◆ **Data**:
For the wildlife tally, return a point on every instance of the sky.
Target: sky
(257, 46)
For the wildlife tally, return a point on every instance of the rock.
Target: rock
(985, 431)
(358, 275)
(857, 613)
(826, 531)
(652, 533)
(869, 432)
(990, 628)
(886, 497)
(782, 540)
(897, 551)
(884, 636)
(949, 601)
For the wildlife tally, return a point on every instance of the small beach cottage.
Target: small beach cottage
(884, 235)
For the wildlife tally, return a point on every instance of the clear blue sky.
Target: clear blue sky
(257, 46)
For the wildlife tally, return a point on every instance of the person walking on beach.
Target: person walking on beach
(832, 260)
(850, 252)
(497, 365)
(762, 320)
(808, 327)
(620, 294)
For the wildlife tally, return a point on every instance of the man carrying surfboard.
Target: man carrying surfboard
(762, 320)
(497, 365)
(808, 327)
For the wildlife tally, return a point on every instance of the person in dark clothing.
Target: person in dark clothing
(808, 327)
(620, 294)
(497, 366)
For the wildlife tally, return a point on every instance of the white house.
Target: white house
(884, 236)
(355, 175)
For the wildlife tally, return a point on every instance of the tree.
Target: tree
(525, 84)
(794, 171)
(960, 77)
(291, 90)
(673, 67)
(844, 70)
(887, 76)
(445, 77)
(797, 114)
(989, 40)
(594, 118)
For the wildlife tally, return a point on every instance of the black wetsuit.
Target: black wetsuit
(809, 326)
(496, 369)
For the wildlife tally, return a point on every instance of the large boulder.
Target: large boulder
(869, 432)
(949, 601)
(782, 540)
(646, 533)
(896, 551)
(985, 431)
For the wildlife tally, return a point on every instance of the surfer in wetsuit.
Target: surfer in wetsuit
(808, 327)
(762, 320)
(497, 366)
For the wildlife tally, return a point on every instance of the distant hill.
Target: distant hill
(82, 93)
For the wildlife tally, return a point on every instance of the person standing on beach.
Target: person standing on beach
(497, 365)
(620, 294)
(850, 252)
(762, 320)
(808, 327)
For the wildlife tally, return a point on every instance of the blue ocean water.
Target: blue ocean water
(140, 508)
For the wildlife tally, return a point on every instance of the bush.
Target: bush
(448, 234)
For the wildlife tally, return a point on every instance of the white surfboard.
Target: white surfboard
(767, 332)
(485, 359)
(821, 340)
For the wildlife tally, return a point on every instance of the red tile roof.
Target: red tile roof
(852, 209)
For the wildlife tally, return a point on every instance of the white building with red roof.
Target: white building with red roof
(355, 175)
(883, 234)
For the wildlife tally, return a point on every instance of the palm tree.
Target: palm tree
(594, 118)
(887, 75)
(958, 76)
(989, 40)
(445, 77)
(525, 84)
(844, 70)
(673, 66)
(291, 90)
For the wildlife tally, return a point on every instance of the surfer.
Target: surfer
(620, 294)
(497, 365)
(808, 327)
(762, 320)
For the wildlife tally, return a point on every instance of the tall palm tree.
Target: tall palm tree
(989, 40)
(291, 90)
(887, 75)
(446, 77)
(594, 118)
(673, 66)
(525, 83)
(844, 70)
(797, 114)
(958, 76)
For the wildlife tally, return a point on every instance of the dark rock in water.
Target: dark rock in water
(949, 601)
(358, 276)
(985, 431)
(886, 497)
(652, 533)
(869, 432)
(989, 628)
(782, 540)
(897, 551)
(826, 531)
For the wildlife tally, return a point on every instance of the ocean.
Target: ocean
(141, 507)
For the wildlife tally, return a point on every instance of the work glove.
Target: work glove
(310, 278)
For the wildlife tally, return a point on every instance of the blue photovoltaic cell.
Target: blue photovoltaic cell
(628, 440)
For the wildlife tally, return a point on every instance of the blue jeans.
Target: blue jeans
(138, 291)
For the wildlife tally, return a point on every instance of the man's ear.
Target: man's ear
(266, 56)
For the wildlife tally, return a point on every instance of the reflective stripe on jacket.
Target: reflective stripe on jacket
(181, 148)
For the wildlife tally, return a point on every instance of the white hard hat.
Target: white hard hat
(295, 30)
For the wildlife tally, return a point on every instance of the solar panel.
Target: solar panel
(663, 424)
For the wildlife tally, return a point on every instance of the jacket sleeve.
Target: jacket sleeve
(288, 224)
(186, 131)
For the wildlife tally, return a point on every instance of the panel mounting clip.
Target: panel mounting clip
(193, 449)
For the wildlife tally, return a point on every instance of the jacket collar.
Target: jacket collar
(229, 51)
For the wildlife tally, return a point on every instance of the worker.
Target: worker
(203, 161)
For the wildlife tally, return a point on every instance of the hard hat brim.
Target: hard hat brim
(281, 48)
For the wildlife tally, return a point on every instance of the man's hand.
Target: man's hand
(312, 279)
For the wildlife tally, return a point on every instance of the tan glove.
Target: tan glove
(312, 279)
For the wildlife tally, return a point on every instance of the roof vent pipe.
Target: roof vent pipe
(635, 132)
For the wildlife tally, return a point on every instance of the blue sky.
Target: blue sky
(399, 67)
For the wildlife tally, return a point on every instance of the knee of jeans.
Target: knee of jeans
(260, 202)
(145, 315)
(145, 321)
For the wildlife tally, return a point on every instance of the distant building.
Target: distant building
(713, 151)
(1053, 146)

◆ **Exercise prompt**:
Your output consists solely of the lines from the one with "hard hat brim." through the last line, copied exactly.

◆ **Answer**:
For the wildlife tally, return a point on every instance of the hard hat brim.
Target: hard hat brim
(281, 48)
For the wildlife tally, return a point on every instance of the man's hand.
Target: man's hand
(312, 279)
For the wildlife tally, return a point on every instance of the tan glove.
Target: tan glove
(312, 279)
For the wildlife tally, return a point on every instance of the roof vent pipe.
Target: roof vent pipe
(635, 132)
For the wildlife tally, return a point on every instance of the blue sky.
Target: blue sky
(399, 67)
For the wildlife tally, return a point on every instance of the knee of jeans.
Target: knee of jeans
(260, 202)
(145, 315)
(145, 321)
For the wildlife tally, return a point on every instance of the distant building.
Target: distant building
(713, 151)
(1053, 146)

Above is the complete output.